*PAGE EXCERPT*.
-- Start --

-
Notifications
You must be signed in to change notification settings - Fork 765
The combination of first class environments and lexical scoping gives us a powerful toolkit for creating domain specific languages in R. There's much to be said about domain specific languages, and most of it is said very well by Martin Fowler in his book Domain Specific Languages. In this chapter we'll explore how you can new languages that use R's syntax but have different behaviours. Creating new DSLs in R combines many of techniques you have learned about from lexical scoping, to first class environments to computing on the language. Before you begin, make sure you're familiar with:
- scoping rules
- creating and manipulating functions
- computing on the language
- S3 basics
This chapter will develop two simple, but useful, DSLs, one for generating HTML, and one for turning R mathematical expressions into a form suitable for inclusion in latex. They will build up in complexity, and show you how you can adapt R to generate very different kinds of output using rather different semantics to usual. The combination of a small amount of computing on the language, and constructing special evaluation environments is very powerful, and quite efficient.
One package that makes extensive use of these ideas is dplyr, which provides to_sql() which converts R expressions into SQL:
library(dplyr)
to_sql(sin(x) + tan(y))
to_sql(x < 5 & !(y >= 5))
to_sql(first %like% "Had*")
to_sql(first %in% c("John", "Roger", "Robert"))

-- End --

*EXERCISE TASK A*.
Tally the lines of the records that contain the string "street", matching case exactly, and reply with the number alone.
*EXERCISE TASK B*.
Supply the next part of the page on domain specific languages in R, starting after its final sentence.

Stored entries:

-- Start --

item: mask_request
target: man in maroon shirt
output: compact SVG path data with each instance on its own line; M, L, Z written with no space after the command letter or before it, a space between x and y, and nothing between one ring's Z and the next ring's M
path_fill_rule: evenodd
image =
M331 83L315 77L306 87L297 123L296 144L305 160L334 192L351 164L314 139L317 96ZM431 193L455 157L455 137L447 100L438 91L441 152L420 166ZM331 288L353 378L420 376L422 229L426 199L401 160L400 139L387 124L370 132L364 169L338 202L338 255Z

-- End --
-- Start --

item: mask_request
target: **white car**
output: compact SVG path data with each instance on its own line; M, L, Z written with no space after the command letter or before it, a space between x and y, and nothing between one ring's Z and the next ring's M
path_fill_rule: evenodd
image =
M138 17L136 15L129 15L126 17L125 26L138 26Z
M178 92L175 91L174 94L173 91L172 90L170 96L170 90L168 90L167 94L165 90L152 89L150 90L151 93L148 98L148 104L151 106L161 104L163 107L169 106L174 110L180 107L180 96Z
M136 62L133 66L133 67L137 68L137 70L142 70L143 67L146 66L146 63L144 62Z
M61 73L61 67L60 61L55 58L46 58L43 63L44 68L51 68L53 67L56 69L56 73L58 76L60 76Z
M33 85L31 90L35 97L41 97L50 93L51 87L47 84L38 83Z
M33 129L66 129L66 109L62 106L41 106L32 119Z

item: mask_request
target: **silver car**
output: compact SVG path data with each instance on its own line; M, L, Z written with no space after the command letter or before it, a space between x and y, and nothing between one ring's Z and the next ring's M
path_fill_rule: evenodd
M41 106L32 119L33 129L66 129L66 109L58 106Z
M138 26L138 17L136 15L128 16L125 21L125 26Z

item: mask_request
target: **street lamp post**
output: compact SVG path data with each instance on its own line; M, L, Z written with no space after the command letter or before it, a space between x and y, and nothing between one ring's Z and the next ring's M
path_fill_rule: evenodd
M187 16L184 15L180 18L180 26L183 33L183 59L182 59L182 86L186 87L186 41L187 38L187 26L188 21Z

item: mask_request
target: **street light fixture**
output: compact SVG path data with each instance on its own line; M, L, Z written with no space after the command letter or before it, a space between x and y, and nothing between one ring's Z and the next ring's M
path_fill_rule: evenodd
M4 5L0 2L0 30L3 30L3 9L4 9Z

-- End --

*EXERCISE RESPONSE A*.
2

*EXERCISE RESPONSE B*.
to_sql(like == 7)Once you have read this chapter, you might want to study the source code for dplyr. An important part of the overall structure of the package is partial_eval() which helps manage expressions where some of the components refer to variables in the database and some refer to local R objects. You could use very similar ideas if you needed to translate small R expressions into other languages, like javascript or python. Converting complete R programs would be extremely difficult, but often being able to communicate a simple description of computation between languages is very useful.
HTML is the language that underlies the majority of the web. It is a special case of SGML, and similar (but not identical) to XML. HTML looks like this:
<h1>This is a heading.</h1>
<p>This is some text. <b>This sentence is bold</b></p>Even if you've never looked at raw HTML before, hopefully you can see the key component of the structure: HTML is composed of tags that look like <tag></tag>. Tags can be contained inside other tags and intermingled with text. Generally, html ignores whitespace: an sequence of whitespace is equivalent to a single space. You could put the previous example all on online and it would still display the same in the browser:
<h1>This is a heading.</h1> <p>This is some text. <b>This sentence is bold</b></p>There are over 100 html tags, but in case you're not familiar with html, we're going to focus on just a few:
-
<h1>: creates a heading-1, the top level heading -
<p>: creates a paragraph -
<b>: emboldens text
(you probably guessed what these did already!)
Tags can also have named attributes that look like <tag a = "a" b = "b"></tags>. Tag value should always be enclosed in either single or double quotes. Two important attributes used on just about every tag are id and class. These are used in conjunction with CSS (cascading style sheets) in order to control the style of the document.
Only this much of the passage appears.